Material shown:
>>>
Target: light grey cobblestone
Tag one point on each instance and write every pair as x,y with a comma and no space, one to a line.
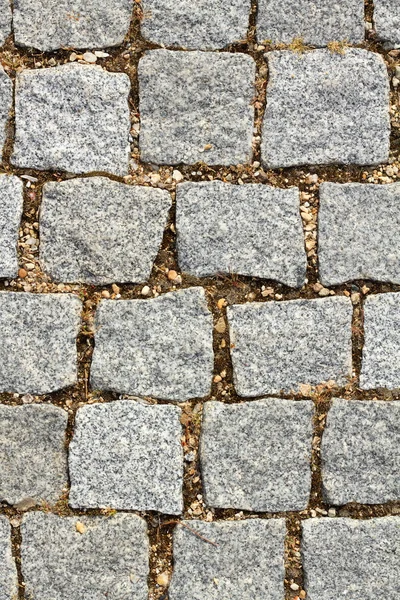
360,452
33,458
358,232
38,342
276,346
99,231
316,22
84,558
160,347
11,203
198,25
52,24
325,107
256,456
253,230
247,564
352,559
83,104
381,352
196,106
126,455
<<<
>>>
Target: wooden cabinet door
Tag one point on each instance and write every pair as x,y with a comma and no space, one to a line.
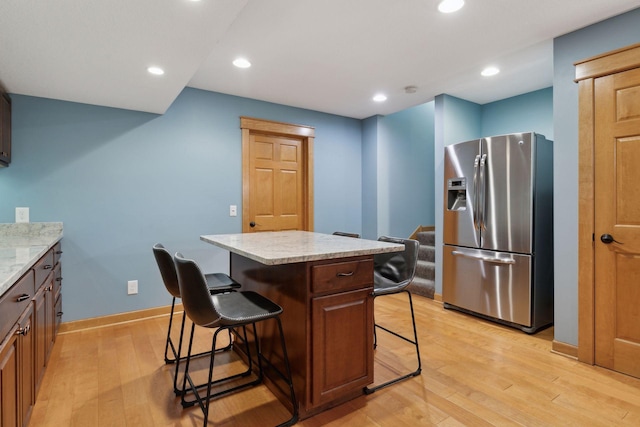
<<<
>>>
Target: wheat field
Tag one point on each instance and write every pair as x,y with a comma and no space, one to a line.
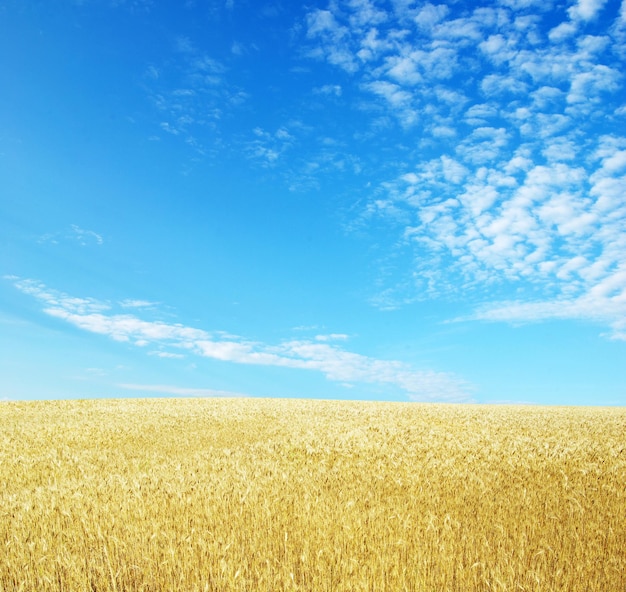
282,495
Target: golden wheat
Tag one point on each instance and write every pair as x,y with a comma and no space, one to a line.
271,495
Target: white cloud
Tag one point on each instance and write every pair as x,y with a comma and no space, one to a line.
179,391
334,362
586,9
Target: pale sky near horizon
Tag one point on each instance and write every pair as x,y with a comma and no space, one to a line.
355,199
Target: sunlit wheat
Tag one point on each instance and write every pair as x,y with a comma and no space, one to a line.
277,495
<<<
Collect every line of the items above that contains the string "Target", and list them.

Target: light grey cobblestone
Target: wooden cabinet door
Target: wheat field
Target: golden wheat
Target: white cloud
Target: pale sky near horizon
Target: sunlit wheat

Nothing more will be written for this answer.